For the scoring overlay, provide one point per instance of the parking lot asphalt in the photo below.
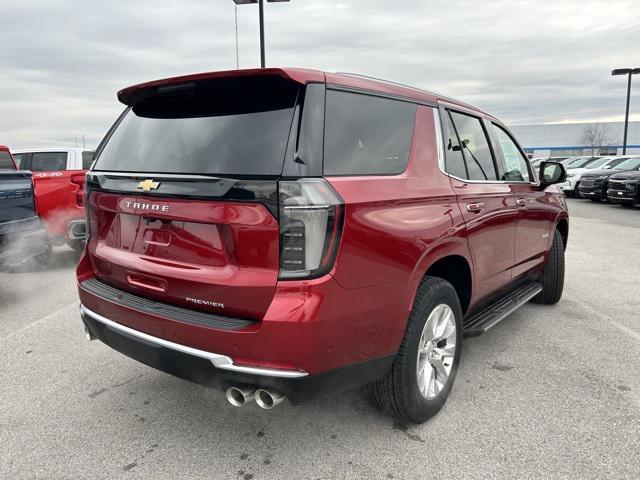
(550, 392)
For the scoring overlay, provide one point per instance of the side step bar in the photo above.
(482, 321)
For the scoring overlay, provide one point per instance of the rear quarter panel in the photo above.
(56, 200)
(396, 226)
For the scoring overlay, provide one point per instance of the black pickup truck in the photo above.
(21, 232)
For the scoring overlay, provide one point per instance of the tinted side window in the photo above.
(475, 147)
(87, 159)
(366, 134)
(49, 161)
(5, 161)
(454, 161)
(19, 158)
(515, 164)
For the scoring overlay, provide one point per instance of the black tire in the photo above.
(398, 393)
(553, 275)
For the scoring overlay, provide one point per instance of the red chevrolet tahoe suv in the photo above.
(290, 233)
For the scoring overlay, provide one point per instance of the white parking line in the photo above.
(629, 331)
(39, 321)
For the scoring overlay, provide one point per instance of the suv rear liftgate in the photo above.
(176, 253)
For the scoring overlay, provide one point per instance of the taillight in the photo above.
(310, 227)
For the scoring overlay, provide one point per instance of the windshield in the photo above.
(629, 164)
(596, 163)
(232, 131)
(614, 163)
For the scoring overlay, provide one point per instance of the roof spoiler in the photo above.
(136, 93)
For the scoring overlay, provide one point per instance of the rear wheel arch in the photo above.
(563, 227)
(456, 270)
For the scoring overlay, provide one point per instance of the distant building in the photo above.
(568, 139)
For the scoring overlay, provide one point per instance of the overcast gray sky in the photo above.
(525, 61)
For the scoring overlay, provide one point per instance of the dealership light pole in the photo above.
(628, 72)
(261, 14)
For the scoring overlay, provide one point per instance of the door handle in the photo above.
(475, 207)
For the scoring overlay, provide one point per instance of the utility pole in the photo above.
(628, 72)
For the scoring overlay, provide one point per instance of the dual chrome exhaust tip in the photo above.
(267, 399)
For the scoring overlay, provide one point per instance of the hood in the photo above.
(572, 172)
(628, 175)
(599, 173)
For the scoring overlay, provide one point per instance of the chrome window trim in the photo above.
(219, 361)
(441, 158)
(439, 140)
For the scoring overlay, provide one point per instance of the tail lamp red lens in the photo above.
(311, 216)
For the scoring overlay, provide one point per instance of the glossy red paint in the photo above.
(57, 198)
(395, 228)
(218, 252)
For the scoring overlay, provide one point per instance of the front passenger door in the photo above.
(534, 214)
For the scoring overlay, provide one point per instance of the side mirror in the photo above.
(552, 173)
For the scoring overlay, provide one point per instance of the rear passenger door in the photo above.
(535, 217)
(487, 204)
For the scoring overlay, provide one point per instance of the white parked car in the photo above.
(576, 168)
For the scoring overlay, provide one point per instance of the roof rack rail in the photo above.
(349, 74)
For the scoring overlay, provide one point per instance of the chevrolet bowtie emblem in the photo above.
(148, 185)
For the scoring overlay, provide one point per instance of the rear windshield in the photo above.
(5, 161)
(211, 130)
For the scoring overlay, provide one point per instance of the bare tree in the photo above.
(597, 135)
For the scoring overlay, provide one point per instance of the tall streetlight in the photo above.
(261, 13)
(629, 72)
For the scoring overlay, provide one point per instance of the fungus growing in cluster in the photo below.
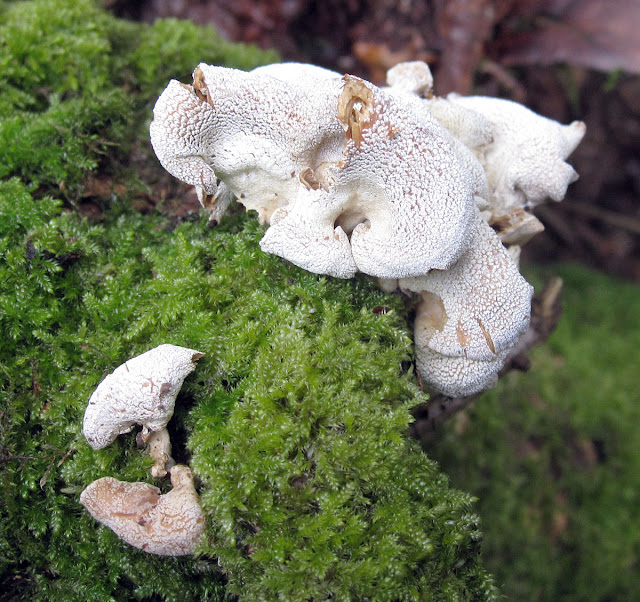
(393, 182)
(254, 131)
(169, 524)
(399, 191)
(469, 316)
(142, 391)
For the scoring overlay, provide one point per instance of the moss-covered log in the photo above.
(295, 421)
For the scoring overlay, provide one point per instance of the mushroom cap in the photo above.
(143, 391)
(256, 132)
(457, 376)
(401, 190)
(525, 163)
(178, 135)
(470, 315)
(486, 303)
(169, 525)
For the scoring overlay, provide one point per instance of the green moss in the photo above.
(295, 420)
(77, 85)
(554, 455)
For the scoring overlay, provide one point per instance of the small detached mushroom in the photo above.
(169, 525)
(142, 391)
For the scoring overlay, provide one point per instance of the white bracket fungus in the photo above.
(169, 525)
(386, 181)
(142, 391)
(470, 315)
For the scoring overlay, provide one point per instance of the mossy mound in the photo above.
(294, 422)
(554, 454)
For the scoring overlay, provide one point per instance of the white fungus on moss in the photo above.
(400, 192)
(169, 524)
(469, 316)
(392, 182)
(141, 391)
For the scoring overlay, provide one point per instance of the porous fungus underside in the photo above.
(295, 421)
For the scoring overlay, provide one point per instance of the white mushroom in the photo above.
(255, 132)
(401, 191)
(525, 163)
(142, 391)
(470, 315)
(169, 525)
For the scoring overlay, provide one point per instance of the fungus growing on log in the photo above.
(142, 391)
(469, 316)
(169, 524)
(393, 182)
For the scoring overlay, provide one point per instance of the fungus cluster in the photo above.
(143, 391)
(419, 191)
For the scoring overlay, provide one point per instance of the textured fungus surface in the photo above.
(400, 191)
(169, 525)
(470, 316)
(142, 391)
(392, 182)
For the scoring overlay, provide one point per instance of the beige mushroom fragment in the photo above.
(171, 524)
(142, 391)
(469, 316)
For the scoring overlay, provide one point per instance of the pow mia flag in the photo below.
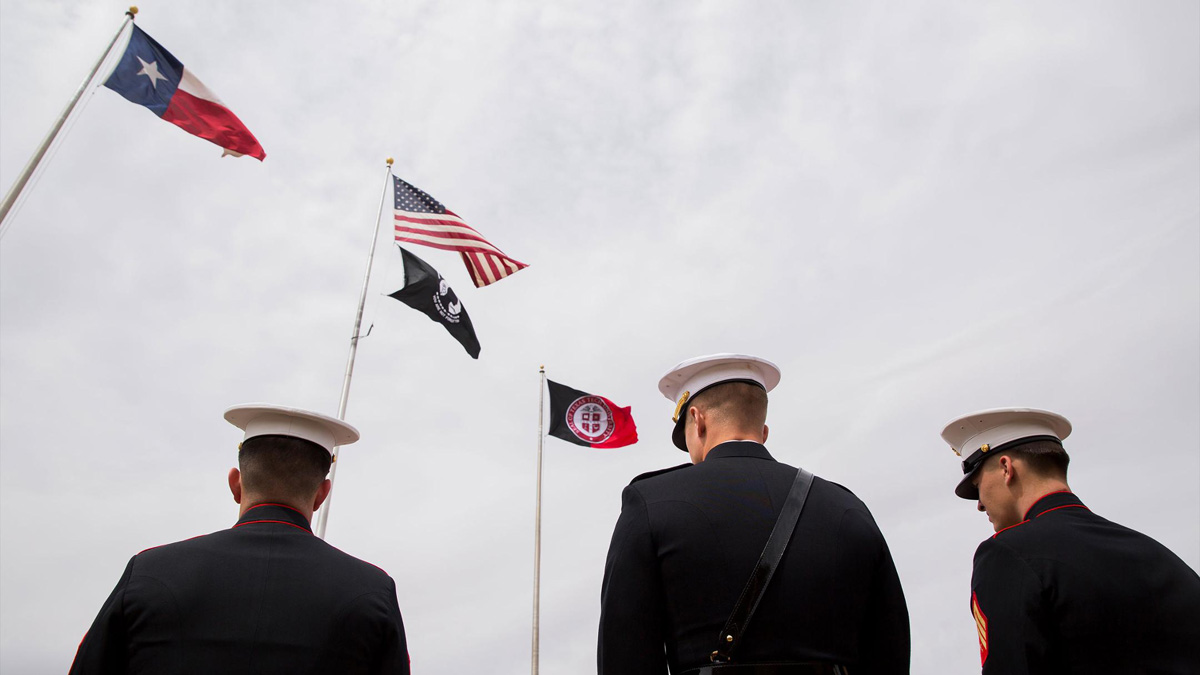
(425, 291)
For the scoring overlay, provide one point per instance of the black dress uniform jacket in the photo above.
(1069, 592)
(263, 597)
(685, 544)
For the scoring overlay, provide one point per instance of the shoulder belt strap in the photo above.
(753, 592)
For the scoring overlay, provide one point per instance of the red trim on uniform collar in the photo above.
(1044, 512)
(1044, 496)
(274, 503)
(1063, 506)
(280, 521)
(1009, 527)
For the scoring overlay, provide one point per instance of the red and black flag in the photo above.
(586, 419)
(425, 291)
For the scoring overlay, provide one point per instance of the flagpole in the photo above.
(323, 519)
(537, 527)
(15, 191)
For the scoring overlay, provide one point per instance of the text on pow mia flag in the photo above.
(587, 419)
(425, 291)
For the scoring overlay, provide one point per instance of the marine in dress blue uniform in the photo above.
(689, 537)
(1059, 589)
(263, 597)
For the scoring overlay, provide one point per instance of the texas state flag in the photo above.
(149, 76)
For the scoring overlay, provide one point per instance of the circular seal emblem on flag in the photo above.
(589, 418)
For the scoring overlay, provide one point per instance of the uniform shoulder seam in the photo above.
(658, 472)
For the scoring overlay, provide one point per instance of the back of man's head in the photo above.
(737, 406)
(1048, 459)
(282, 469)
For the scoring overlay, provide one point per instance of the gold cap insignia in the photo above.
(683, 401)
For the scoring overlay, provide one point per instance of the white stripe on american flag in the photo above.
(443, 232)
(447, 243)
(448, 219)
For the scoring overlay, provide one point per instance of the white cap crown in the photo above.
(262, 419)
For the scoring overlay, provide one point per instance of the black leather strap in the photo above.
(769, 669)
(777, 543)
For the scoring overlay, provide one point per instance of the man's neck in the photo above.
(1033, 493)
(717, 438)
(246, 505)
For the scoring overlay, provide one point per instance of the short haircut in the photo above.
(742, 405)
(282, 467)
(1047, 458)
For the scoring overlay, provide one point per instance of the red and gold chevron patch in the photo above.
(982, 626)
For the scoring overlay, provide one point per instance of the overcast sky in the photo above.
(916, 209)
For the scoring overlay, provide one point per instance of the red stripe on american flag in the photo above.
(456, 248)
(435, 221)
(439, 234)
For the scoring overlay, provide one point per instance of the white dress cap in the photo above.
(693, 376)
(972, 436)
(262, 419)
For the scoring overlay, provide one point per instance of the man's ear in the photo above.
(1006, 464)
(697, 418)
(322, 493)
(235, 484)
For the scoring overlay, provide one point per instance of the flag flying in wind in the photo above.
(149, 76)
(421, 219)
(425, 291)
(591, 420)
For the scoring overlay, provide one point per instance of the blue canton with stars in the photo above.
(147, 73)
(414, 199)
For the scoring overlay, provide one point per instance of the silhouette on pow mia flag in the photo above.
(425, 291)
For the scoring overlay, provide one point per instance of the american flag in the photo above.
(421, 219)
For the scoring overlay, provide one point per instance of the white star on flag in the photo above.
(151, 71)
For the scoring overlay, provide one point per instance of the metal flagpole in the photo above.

■ **Action item**: Only an exact copy is wanted here: the line containing "the red stripe" and every later line, up to and including the last line of the listing.

■ **Solved problem**:
For the scoring overlay, provide one point per instance of the red stripe on american flag in the photo above.
(456, 248)
(435, 221)
(439, 234)
For the scoring overlay, provide one point per instance of the white dress cap in the photo above.
(693, 376)
(972, 436)
(262, 419)
For the scoring overlay, provide one point per instance of the man's ear in the photo above.
(1006, 464)
(697, 418)
(322, 493)
(235, 484)
For the scoring overlay, provide one point per instance of the flag flying in wind in the photo above.
(149, 76)
(421, 219)
(425, 291)
(591, 420)
For the scoring overlay, provide one point per instance of the blue canton with stars in the photo above.
(147, 73)
(414, 199)
For the scoring overlay, provide one point per instance of the silhouette on pow mia flag in the photo above.
(425, 291)
For the scoring overlay, provide one point per instance of the american flag in the photo above.
(421, 219)
For the scoring overlay, provide one point per instance of the white star on flag in the photo above.
(151, 71)
For the scoring overlay, provide one point per instance of the metal flagpole in the photo above.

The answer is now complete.